What the exercise asks |
Output every entry exactly, from the first line to the last.

#####

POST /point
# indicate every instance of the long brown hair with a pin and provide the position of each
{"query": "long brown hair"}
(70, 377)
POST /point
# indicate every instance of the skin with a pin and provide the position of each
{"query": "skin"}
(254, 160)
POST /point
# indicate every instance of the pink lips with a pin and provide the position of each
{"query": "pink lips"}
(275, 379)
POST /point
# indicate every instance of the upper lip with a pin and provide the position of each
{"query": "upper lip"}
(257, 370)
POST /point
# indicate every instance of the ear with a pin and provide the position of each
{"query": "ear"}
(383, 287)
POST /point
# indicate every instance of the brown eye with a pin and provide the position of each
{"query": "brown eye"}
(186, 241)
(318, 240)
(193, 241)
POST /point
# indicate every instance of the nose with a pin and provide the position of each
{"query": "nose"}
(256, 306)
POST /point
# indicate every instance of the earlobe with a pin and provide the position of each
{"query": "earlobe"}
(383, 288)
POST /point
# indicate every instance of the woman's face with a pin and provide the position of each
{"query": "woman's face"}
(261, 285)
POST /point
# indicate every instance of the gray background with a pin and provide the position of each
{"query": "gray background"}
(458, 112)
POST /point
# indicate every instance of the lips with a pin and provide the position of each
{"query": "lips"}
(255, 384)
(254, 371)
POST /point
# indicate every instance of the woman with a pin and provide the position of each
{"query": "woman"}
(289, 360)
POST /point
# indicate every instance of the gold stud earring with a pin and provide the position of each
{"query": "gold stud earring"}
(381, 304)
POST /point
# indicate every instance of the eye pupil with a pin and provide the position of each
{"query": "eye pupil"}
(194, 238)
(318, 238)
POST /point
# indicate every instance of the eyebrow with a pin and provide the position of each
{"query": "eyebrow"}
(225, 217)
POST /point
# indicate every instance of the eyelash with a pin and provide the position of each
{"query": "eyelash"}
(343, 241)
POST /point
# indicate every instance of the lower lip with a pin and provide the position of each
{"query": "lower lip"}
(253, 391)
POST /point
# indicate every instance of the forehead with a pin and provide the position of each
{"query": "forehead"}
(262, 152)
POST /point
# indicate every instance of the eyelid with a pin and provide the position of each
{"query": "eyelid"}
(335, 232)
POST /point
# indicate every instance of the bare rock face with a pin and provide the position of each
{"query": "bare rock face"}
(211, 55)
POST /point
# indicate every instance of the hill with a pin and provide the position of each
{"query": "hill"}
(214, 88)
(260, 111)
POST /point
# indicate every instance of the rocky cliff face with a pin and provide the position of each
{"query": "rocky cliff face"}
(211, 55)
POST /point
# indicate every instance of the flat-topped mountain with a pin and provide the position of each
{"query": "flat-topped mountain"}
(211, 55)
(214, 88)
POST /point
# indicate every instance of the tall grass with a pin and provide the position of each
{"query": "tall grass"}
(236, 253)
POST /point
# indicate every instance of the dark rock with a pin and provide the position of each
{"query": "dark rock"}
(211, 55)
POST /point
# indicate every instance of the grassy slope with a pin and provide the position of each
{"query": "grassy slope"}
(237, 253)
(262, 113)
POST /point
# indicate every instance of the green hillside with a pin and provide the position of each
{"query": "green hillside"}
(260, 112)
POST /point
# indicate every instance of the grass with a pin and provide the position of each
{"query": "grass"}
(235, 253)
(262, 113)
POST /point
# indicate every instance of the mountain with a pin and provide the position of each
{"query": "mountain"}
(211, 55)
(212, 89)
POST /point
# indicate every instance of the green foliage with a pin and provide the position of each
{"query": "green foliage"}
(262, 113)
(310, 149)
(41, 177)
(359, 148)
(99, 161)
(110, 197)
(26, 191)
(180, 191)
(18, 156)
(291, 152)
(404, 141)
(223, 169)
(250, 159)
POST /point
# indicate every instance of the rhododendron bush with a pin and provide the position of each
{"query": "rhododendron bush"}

#####

Completed exercise |
POST /point
# indicate every instance of the long brown hair with a pin and provide the position of each
{"query": "long brown hair"}
(70, 377)
POST /point
# indicate every instance of the skin with a pin and provide the position of each
{"query": "skin"}
(254, 160)
POST /point
# indicate every instance of the pink lips with a pin and provide the position of each
{"query": "pink lips"}
(275, 379)
POST /point
# indicate every instance of the upper lip with a pin and provide the position of each
{"query": "upper lip"}
(257, 370)
POST /point
# indicate every instance of the ear with a pin and provide the position of each
{"query": "ear"}
(383, 287)
POST /point
# indicate every instance of the brown eye with a pin and provide the position of each
{"query": "brown eye"}
(186, 241)
(318, 240)
(193, 241)
POST /point
# indicate every instance of the nose with a pin and provide the position of each
{"query": "nose"}
(256, 306)
POST /point
# indicate every instance of the earlobe with a pin and provide the position of each
{"query": "earlobe"}
(383, 288)
POST /point
# indicate every instance of the woman's face with a pin and provide the position of each
{"query": "woman's face"}
(261, 285)
POST /point
# indicate every instance of the gray background with a pin and provide the position of each
{"query": "gray background"}
(458, 112)
POST /point
# indicate every instance of the lips with a pin and provide the position of each
{"query": "lips"}
(255, 384)
(254, 371)
POST /point
# indicate every instance of the woman with a pin and provide the position of each
{"query": "woman"}
(289, 360)
POST /point
# indicate every instance of the gold stud earring with a pin and provide the position of each
{"query": "gold stud earring"}
(381, 304)
POST /point
# indicate every instance of the eye pupil with a pin and provide the position of each
{"query": "eye pupil"}
(194, 238)
(318, 238)
POST /point
# indicate every instance of the eyebrow with a pin and provide the position of each
{"query": "eyebrow"}
(225, 217)
POST /point
# indicate every instance of the eyelash with a pin and provide the position of each
{"query": "eyelash"}
(343, 241)
POST /point
# indicate every instance of the lower lip with a pin and provide the position of each
{"query": "lower lip"}
(253, 391)
POST /point
# indicate every instance of the forehead with a pin and provide the position of each
{"query": "forehead"}
(262, 152)
POST /point
# indicate every instance of the eyelid with a pin and provide the position of each
{"query": "eyelid"}
(335, 232)
POST /point
# indicate every instance of the bare rock face with a pin and provide the position of each
{"query": "bare rock face"}
(211, 55)
POST /point
# indicate every instance of the hill with a pin and provide the position of each
{"query": "hill"}
(214, 88)
(260, 111)
POST /point
# indicate every instance of the rocky cliff face with a pin and provide the position of each
{"query": "rocky cliff face"}
(211, 55)
POST /point
# indicate every instance of the flat-topped mountain with a pin and provide the position of each
{"query": "flat-topped mountain"}
(211, 55)
(214, 88)
POST /point
# indicate every instance of the tall grass with a pin and provide the position of each
{"query": "tall grass"}
(236, 253)
POST /point
# indicate every instance of the dark rock with a pin and provide the position of each
{"query": "dark rock"}
(211, 55)
POST /point
# indicate every instance of the grassy slope with a pin and provide the position of each
{"query": "grassy slope"}
(237, 253)
(262, 113)
POST /point
# indicate every instance of the green hillside with a pin and provide the position of each
{"query": "green hillside"}
(260, 112)
POST /point
# indicate every instance of the grass with a pin and provide the position of each
{"query": "grass"}
(235, 253)
(262, 113)
POST /point
# indicate every instance of the mountain with a pin and provide the position of each
{"query": "mountain"}
(211, 55)
(212, 89)
POST /point
# indicate every instance of the green foliage with a pin and provide the position of each
{"query": "green foliage"}
(262, 113)
(310, 149)
(41, 177)
(359, 148)
(99, 161)
(110, 197)
(26, 191)
(180, 191)
(18, 156)
(291, 152)
(404, 141)
(223, 169)
(250, 159)
POST /point
# indicate every instance of the rhododendron bush with a pin and provide the position of each
{"query": "rhododendron bush"}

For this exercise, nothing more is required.